:: TASK DIRECTIONS ::
Where the word "mark" shows up in the entries below, please copy the whole line.

Segmentation mask data
====================

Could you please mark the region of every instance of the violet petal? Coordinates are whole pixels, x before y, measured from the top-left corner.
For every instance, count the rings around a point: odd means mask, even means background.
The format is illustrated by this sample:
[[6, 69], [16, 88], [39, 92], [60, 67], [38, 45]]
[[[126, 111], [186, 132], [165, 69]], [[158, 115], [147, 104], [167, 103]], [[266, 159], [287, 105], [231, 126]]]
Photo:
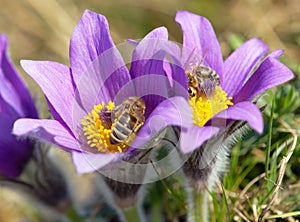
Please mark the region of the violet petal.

====================

:: RESPONSE TO THE EXERCISE ::
Could you please mark the region of every instance of the violet petal? Coordinates are whole pixels, x before y, measured from the top-left corner.
Please mark the region of the violet petal.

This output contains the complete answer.